TEKS –

╔══

Eks Penasihat KPK: Jokowi Presiden Terburuk Sepanjang Sejarah Indonesia

Bekasi, Rasilnews – Penasihat Komisi Pemberantasan Korupsi (KPK) masa jabatan 2005-2013, Abdullah Hehamahua melabeli Presiden Joko Widodo sebagai presiden terburuk sepanjang sejarah Indonesia.

Hal itu disampaikan Abdullah Hehamahua saat dimintai tanggapan tentang keputusan Cawapres nomor urut 3, Mahfud MD mundur dari jabatan Menteri Koordinator Bidang Politik, Hukum, dan Keamanan (Menko Polhukam).

“Sebenarnya apa yang dilakukan Mahfud MD itu suatu kritikan langsung (untuk Jokowi dan Paslon nomor 2). Tapi Jokowi kan orang yang tidak punya rasa malu. Kalau istilah bahasa Melayu itu ‘Muka Tembok.’ Betul-betul presiden paling jelek seumur Indonesia. Presiden paling jelek itulah Jokowi,” ujar Abdullah Hehamahua dalam siaran Topik Berita Radio Silaturahim (Rasil) 729 AM, Jumat (2/2).

Dia mengatakan, mundurnya Mahfud MD dari jabatannya sebenarnya sudah terlambat. Namun, menurut Abdullah, itu lebih baik daripada tidak sama sekali.

“Lebih baik terlambat daripada tidak sama sekali. Artinya bahwa ini sudah terlambat, sudah 1 bulan. Di dalam UU Pemilu, ASN, PNS kalau mau jadi caleg itu harus berhenti dari ASN atau PNS, baru  kemudian bisa ikut jadi caleg. Itu sebelum pendaftaran. Oleh karena itu, maka seharusnya untuk bisa jadi cawapres, sudah harus mengundurkan diri ketika sudah diumumkan menjadi cawapres. Tapi seperti saya katakan tadi, Lebih baik terlambat daripada tidak sama sekali,” jelasnya.

Menurut Abdullah, aturan untuk mundur dari jabatan politik sebelum maju sebagai caleg/capres/cawapres harus ditegakkan karena banyak elit politik termasuk presiden tidak paham soal konflik kepentingan (conflict of interest).

“Saya selalu menyampaikan kepada anggota DPRD atau pejabat-pejabat pemerintah bahwa conflict of interest itu setipis tisu, jadi tipis sekali. Hanya bisa dirasakan oleh mereka yang punya independensi, punya nurani, punya integritas tingkat tinggi dan ini menyangkut etika,” ujar Abdullah.

╚══

DAFTAR –
╔══

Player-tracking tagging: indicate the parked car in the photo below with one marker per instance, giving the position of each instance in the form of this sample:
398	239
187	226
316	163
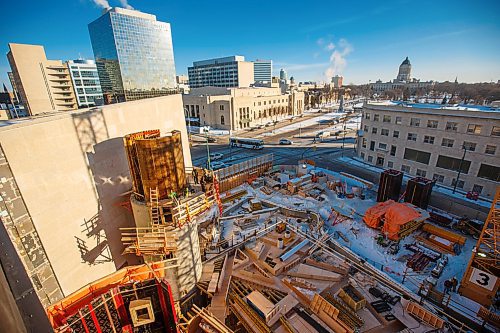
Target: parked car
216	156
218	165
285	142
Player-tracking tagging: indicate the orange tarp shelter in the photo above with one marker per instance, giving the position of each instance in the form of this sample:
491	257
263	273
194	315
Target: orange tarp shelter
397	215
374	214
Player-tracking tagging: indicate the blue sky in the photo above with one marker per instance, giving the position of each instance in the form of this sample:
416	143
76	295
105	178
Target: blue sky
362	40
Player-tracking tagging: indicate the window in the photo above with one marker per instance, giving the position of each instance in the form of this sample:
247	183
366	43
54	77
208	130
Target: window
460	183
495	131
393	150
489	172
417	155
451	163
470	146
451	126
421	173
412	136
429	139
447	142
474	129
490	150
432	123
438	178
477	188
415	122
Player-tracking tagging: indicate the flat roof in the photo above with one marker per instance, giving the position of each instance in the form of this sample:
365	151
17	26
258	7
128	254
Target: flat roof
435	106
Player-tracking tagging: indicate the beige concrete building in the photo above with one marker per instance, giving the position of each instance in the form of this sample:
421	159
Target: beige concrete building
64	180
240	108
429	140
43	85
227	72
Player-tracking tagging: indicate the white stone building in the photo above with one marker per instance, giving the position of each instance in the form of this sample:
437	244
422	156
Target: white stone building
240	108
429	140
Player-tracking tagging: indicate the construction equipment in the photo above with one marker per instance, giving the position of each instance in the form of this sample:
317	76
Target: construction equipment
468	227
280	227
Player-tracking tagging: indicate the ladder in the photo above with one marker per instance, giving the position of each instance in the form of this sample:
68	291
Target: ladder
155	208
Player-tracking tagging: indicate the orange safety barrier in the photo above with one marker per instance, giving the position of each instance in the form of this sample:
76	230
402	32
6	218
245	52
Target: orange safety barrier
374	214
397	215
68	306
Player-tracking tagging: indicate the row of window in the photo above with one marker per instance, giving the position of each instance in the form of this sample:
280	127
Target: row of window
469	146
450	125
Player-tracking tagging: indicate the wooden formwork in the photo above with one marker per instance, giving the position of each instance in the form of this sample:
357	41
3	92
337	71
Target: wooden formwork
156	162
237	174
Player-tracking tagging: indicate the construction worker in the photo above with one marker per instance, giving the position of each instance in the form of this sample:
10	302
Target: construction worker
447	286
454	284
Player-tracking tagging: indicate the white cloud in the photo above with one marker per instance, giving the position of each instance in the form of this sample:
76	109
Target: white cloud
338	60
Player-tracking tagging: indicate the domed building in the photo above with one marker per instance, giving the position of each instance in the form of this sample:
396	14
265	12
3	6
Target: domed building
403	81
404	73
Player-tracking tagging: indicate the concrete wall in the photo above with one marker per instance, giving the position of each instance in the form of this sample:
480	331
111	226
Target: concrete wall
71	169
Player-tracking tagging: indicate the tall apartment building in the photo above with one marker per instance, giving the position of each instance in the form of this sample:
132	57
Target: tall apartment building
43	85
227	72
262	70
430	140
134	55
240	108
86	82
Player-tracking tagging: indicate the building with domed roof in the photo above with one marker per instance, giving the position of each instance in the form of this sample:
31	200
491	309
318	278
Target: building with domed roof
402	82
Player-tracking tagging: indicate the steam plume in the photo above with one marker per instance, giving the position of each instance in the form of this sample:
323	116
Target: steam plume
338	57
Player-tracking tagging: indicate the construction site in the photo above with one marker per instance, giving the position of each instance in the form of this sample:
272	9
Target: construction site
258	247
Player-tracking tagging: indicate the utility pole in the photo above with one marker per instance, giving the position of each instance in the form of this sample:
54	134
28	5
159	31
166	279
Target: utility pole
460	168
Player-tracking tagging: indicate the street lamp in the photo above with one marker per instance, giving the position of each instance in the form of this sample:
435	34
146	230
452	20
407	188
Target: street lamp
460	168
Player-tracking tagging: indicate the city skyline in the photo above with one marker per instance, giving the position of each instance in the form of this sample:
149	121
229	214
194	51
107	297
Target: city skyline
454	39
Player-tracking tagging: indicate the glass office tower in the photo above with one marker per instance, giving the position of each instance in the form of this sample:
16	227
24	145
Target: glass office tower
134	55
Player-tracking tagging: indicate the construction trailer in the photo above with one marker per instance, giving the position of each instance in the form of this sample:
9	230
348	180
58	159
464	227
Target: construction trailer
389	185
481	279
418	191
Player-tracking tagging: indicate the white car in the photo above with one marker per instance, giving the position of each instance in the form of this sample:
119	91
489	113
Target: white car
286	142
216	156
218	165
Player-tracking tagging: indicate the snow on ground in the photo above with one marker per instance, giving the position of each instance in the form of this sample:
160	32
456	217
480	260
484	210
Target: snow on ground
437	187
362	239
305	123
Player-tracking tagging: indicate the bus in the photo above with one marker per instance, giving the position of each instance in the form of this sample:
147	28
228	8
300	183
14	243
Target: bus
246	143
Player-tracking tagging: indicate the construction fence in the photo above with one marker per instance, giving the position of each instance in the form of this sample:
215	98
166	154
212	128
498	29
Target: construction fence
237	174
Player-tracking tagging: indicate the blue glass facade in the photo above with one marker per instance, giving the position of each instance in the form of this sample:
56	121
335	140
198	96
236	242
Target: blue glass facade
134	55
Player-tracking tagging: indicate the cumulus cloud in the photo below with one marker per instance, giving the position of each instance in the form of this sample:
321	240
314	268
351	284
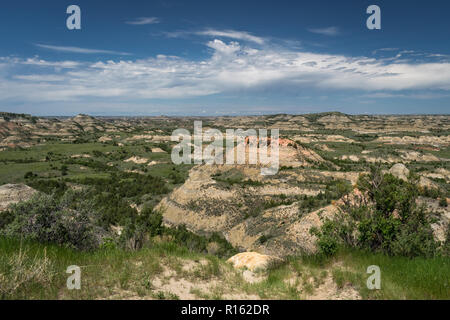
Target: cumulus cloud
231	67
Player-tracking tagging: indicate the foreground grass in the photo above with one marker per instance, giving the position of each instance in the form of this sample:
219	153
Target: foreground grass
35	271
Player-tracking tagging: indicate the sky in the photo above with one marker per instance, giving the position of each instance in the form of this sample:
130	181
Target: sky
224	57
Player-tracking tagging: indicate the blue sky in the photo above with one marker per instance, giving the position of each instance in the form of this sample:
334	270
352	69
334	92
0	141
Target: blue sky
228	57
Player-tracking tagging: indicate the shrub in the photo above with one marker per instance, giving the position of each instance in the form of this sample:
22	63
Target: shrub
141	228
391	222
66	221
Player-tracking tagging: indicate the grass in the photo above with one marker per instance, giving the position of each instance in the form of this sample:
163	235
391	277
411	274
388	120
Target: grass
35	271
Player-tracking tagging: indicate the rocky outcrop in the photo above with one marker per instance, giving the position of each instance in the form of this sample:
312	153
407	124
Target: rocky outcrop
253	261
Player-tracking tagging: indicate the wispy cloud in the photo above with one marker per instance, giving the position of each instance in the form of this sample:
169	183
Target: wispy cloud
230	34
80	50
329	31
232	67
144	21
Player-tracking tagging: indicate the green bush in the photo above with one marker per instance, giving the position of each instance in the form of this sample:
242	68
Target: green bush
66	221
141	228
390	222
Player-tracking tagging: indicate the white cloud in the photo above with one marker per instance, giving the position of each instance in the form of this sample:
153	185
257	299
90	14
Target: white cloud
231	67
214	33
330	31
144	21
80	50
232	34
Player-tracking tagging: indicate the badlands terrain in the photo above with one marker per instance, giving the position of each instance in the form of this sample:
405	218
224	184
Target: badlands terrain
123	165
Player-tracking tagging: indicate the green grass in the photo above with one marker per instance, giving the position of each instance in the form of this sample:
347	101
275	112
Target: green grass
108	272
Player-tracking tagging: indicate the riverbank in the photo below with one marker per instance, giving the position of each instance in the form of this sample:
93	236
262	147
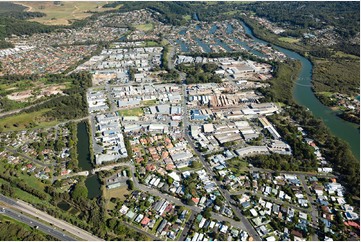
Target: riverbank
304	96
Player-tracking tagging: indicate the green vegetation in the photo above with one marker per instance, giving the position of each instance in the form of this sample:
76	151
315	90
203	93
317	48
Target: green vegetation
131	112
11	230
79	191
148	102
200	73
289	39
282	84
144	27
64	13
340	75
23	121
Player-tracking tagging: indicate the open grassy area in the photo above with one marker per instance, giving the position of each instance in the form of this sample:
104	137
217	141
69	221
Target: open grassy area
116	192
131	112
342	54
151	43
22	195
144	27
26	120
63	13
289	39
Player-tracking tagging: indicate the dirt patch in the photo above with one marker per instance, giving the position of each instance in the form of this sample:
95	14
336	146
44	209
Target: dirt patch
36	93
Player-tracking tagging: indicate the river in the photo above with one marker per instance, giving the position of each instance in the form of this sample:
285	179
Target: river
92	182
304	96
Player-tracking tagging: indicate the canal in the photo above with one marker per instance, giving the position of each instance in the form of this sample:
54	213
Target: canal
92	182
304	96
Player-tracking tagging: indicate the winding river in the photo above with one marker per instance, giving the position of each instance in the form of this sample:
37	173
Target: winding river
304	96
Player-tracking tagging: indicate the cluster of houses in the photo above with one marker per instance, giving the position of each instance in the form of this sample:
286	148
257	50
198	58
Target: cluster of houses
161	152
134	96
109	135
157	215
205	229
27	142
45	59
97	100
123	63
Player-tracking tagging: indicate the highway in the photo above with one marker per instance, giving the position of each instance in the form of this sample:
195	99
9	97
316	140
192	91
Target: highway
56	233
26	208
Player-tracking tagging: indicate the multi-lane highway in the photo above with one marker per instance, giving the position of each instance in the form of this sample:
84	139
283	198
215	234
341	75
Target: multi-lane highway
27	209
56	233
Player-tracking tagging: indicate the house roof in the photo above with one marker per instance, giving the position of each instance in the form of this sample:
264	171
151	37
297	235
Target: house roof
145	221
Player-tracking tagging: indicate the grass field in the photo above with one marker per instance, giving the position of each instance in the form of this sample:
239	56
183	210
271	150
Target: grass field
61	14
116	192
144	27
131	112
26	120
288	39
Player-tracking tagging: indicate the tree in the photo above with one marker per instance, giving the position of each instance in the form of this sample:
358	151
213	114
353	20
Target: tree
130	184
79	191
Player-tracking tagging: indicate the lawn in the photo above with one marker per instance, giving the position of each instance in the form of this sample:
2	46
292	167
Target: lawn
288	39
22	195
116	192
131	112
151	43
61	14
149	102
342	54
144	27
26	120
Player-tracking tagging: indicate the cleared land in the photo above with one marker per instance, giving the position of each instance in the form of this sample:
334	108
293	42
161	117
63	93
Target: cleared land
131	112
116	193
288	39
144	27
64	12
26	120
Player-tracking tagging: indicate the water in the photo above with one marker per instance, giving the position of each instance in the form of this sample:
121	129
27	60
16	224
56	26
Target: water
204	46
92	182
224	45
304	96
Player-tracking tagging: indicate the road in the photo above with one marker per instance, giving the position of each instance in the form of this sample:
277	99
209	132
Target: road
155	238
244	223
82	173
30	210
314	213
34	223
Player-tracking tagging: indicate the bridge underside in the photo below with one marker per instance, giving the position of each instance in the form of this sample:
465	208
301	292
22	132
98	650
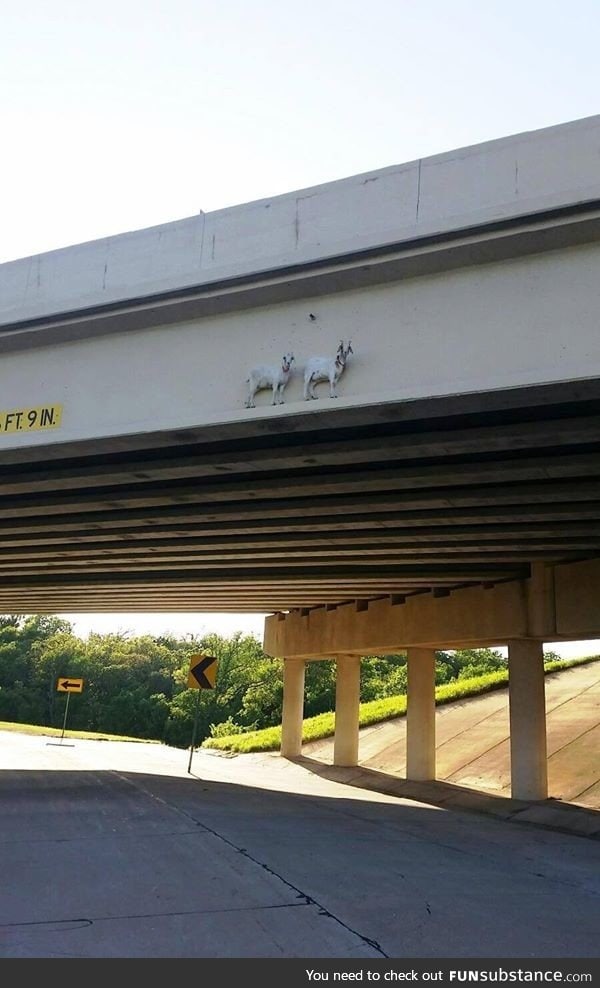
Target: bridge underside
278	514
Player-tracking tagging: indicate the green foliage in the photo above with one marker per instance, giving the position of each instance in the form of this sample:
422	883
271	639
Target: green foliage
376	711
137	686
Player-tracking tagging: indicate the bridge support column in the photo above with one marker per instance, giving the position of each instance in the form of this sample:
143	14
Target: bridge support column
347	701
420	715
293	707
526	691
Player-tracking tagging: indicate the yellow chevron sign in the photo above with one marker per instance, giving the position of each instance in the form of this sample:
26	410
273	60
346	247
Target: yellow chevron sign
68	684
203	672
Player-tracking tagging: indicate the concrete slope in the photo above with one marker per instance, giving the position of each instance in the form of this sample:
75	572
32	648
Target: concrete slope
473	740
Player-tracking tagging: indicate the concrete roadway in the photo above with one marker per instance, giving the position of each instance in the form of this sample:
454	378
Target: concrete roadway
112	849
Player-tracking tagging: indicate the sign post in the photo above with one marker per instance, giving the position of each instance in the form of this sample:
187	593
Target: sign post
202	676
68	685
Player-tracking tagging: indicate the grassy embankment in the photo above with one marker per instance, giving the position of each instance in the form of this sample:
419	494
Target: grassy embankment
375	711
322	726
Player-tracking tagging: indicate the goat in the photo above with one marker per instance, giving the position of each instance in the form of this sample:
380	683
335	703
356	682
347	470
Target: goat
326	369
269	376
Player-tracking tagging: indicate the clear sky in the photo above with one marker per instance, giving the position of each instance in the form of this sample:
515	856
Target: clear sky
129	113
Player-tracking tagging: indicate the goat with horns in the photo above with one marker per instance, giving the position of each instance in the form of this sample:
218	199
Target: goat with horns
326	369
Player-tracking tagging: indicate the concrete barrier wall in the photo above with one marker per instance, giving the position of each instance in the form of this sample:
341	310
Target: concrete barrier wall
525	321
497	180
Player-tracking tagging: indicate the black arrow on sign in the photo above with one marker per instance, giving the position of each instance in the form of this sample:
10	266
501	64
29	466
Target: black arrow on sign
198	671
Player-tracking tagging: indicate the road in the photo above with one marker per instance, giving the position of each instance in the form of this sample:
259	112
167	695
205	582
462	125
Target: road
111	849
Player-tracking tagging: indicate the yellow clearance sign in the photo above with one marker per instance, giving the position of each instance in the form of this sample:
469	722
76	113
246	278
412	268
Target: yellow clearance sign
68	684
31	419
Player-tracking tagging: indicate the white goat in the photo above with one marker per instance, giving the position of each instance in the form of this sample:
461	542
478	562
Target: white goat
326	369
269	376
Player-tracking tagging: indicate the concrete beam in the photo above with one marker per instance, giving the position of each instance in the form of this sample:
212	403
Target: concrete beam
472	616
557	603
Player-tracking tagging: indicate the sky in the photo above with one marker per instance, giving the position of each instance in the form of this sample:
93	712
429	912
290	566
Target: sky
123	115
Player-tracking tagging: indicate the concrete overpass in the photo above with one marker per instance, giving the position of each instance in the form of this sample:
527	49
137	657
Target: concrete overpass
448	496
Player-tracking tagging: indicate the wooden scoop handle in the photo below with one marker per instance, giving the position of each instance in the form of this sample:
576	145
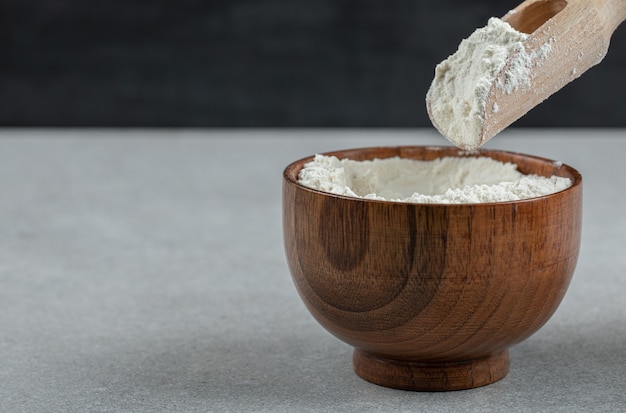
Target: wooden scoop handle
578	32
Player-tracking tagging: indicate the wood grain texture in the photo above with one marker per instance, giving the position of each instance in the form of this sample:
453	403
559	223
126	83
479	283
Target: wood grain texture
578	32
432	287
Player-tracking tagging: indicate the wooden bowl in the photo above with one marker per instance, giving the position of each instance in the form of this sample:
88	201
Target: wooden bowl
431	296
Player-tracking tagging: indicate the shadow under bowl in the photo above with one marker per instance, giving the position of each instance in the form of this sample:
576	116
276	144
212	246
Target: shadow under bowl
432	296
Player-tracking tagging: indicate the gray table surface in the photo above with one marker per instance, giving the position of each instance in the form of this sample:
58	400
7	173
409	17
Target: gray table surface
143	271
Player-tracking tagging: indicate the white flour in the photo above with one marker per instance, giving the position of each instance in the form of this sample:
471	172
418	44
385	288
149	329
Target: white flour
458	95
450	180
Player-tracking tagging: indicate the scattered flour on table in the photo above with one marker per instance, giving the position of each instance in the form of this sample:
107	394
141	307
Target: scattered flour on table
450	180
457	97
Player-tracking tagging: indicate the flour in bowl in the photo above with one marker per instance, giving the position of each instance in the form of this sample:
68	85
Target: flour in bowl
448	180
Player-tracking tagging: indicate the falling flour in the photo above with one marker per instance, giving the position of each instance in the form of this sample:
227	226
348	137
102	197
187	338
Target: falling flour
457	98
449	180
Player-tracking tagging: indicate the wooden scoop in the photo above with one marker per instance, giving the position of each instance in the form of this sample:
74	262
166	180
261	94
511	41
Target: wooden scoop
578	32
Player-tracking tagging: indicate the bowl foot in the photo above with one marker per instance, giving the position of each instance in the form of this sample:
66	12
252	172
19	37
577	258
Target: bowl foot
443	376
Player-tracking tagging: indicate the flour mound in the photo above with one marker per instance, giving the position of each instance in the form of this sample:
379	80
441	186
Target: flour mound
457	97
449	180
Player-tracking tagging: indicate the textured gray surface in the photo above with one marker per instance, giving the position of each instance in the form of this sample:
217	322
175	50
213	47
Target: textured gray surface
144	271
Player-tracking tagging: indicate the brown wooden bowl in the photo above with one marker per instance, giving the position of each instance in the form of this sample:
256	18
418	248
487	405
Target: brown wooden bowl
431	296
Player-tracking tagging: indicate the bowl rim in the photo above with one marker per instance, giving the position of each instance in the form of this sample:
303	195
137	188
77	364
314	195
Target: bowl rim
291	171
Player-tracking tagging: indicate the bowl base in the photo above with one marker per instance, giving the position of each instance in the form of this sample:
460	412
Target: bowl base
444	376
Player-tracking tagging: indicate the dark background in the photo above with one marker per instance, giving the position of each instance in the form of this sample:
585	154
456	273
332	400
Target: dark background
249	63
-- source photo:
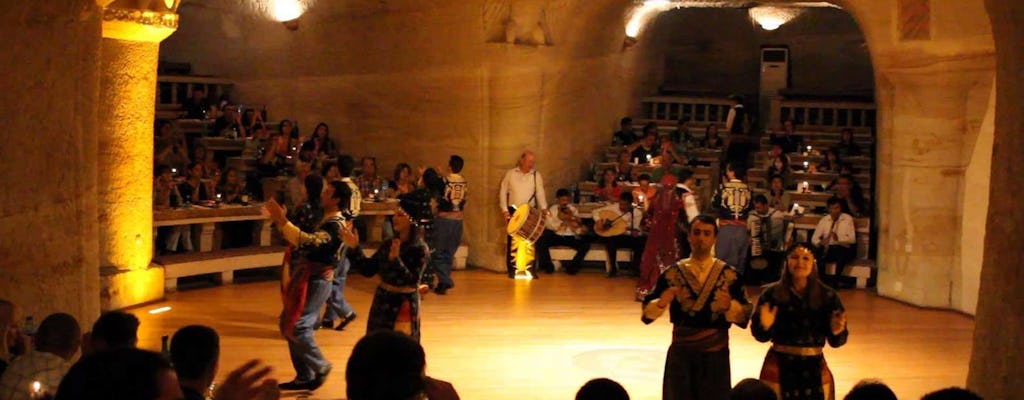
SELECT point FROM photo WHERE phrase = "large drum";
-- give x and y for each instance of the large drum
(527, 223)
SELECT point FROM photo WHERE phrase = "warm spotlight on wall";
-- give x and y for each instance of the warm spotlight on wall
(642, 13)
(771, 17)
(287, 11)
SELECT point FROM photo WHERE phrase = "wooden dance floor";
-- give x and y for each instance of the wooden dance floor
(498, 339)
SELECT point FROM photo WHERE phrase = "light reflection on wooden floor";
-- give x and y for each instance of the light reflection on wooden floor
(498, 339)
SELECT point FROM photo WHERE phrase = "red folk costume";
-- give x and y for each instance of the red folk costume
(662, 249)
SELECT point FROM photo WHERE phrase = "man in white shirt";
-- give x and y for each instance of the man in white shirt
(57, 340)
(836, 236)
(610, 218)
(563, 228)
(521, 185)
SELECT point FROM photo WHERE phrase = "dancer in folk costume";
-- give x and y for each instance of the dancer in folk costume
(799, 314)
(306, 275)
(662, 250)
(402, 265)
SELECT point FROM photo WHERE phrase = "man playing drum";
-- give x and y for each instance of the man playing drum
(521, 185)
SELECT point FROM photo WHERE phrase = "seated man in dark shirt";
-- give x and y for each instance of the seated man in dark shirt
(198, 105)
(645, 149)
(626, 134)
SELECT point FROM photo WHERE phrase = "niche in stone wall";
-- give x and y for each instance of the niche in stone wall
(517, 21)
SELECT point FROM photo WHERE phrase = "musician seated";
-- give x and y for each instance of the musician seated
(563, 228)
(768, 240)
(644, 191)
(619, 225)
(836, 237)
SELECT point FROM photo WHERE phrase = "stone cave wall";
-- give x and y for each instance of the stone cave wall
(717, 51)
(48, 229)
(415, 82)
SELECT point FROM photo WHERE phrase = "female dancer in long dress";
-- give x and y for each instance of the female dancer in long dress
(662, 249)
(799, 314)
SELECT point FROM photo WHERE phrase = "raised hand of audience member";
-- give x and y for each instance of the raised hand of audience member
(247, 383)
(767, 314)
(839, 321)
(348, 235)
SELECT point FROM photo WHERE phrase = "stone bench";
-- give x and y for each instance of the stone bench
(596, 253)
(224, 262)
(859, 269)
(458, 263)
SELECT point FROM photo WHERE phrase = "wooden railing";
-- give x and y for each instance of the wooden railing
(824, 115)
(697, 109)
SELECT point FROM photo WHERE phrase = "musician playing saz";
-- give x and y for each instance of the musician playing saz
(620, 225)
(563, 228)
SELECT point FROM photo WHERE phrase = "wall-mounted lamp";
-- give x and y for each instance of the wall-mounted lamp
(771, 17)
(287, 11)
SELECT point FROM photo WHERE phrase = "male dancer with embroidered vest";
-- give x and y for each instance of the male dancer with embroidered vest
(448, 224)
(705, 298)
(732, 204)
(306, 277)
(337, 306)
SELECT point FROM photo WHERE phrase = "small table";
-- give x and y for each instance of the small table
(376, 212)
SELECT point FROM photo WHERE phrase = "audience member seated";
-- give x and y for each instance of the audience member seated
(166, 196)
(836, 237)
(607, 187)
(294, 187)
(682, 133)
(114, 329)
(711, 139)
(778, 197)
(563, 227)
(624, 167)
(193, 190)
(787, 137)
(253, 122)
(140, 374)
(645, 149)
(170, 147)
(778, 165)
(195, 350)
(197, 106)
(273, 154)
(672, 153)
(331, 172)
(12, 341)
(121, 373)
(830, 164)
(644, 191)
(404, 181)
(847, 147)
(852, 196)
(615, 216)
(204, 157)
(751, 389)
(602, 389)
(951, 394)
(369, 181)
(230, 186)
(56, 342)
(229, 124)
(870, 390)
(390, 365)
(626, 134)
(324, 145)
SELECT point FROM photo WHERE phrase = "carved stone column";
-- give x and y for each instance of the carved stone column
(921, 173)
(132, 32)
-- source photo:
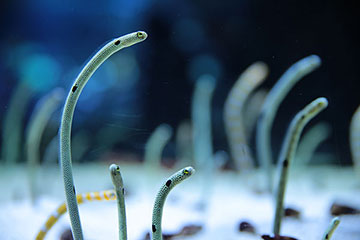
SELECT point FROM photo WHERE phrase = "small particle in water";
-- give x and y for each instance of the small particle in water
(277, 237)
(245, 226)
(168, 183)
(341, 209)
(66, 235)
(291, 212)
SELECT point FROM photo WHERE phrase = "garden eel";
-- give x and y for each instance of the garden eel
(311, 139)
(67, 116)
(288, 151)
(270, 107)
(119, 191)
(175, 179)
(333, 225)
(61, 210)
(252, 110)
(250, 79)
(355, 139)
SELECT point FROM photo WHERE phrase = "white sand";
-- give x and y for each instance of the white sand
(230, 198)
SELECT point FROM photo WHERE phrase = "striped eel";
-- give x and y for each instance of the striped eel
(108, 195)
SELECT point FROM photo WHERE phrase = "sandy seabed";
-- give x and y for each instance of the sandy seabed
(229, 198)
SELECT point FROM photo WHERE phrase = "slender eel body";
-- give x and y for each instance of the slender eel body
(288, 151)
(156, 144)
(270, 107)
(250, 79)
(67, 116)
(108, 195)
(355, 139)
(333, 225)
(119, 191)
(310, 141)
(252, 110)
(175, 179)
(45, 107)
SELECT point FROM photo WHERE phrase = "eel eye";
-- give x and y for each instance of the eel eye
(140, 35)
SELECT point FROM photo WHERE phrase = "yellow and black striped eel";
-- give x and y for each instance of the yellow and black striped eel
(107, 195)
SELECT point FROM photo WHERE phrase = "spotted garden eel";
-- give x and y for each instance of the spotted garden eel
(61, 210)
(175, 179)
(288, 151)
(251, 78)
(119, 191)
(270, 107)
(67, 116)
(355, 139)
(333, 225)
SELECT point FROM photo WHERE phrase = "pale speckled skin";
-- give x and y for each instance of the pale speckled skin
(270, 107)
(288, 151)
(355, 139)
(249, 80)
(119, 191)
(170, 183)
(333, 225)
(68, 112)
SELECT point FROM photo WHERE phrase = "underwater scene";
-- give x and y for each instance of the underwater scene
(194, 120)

╚══

SOAL –
A: Tuliskan kembali bagian berita tentang Abdullah Hehamahua di antara "Hal itu disampaikan" dan "AM, Jumat (2/2).", termasuk kedua bagian itu.
B: Lanjutkan berita tentang Abdullah Hehamahua mulai dari kalimat terakhirnya.

JAWABAN PER SOAL –
A:
Hal itu disampaikan Abdullah Hehamahua saat dimintai tanggapan tentang keputusan Cawapres nomor urut 3, Mahfud MD mundur dari jabatan Menteri Koordinator Bidang Politik, Hukum, dan Keamanan (Menko Polhukam).

“Sebenarnya apa yang dilakukan Mahfud MD itu suatu kritikan langsung (untuk Jokowi dan Paslon nomor 2). Tapi Jokowi kan orang yang tidak punya rasa malu. Kalau istilah bahasa Melayu itu ‘Muka Tembok.’ Betul-betul presiden paling jelek seumur Indonesia. Presiden paling jelek itulah Jokowi,” ujar Abdullah Hehamahua dalam siaran Topik Berita Radio Silaturahim (Rasil) 729 AM, Jumat (2/2).

B:
Kemudian, ia juga menyebut bahwa Jokowi telah berbohong karena mengatakan presiden bisa kampanye, bisa memihak hingga menunjukkan pasal 299 UU Pemilu tahun 2017 untuk mendalili tindakannya.

“Jokowi bukan hanya tidak mengerti tapi Jokowi itu berbohong. Kenapa disebut berbohong, karena ketentuan dalam UU Pemilu itu ada tiga butir yaitu kalau mau jadi capres lagi maka harus cuti dan tidak boleh pakai fasilitas negara. Tapi yang boleh kampanye itu ialah capres yang incumbent (petahana),” jelas Abdullah.

UU Pemilu itu, lanjutnya, merujuk pada kasus Presiden Kelima, Megawati Soekarnoputri dan Presiden Keenam, Susilo Bambang Yudhoyono (SBY).

“Waktu itu, Megawati jadi presiden (satu periode) maju jadi capres (untuk periode kedua) maka dia boleh (kampanye) dengan syarat tidak menggunakan fasilitas negara kemudian ambil cuti,” papar Abdullah.

Hal serupa juga dilakukan SBY pada saat kembali maju di periode kedua. Bahkan, Jokowi pun sebelumnya melakukan kampanye untuk dirinya yang maju di Pilpres 2019. Saat ini, masa jabatan Jokowi sudah dua periode sehingga posisi Jokowi bukan lagi sebagai petahana.

“Sekarang beliau (Jokowi) bukan incumbent (petahana) sehingga tidak boleh melakukan seperti itu (kampanye),” ujar Abdullah.

Mundurnya Mahfud MD dari jabatan Menko Polhukam itu, lanjut Abdullah, diharapkan menjadi contoh bagi Menteri Pertahanan Prabowo Subianto dan Walikota Solo Gibran Rakabuming (capres-cawapres nomor urut 2) serta para caleg. Ini perlu dilakukan untuk menghindari timbulnya konflik kepentingan.

Cawapres nomor urut 3, Mahfud MD, diketahui telah mengajukan surat pengunduran diri dari jabatan Menkopolhukam. Surat pengunduran itu telah diserahkan Mahfud kepada Presiden Joko Widodo (Jokowi) di Istana Merdeka, Kamis (1/2). Dengan demikian ia resmi berhenti dari posisi jabatan Menko Polhukam.

Sebagai informasi, sejumlah guru besar, dosen dan mahasiswa Universitas Gadjah Mada (UGM) berkumpul di Balairung UGM. Mereka mengingatkan Jokowi yang dinilai sudah keluar jalur melalui Petisi Bulaksumur dan menyanyikan Himne Gadjah Mada.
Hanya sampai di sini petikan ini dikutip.